Please return the listing below from the line with "Could you mark every instance of the sky" through its last line, exactly, and include nothing else.

* * * * * * * * *

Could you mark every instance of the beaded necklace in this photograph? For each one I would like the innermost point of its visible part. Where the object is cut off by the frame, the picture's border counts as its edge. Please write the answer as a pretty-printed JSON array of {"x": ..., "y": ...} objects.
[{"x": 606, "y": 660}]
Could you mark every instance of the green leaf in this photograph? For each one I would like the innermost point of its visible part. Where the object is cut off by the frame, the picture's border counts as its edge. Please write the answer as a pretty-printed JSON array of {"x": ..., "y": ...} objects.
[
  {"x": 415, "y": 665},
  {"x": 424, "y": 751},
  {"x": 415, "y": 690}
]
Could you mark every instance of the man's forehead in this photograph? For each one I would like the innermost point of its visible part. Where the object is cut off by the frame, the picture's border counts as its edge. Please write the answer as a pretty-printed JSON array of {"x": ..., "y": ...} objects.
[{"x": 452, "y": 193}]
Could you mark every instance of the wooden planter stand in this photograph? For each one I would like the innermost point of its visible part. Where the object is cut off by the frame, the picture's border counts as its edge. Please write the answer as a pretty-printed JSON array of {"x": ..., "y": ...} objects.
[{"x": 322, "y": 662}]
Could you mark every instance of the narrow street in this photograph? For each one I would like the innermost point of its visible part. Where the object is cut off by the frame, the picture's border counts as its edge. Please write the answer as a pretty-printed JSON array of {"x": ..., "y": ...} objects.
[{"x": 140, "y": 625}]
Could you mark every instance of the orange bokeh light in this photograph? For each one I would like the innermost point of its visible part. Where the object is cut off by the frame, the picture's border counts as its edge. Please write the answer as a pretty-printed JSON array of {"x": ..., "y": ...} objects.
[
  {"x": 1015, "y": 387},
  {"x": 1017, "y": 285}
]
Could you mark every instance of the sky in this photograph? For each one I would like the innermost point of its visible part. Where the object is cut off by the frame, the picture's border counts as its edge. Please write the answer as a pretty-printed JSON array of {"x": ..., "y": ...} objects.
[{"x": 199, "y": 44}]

* * * * * * * * *

• Solution:
Could you mark every instance of the sky in this photograph? For each one I would like the innermost point of its visible part. Where the object is cut off by the frame, the picture's border counts as its edge. Please write the answer as a pretty-printed JSON array of {"x": ..., "y": ...} objects.
[{"x": 199, "y": 44}]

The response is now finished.